● **To do**
Please print all of the records shown below, exactly as given.

● **Record set**
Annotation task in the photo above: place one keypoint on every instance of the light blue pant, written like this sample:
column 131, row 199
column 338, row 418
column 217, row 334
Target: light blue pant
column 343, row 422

● **Answer section**
Annotation task in the photo above: place one keypoint on every instance of the light blue pant, written like this sample:
column 131, row 199
column 338, row 418
column 217, row 334
Target: light blue pant
column 343, row 422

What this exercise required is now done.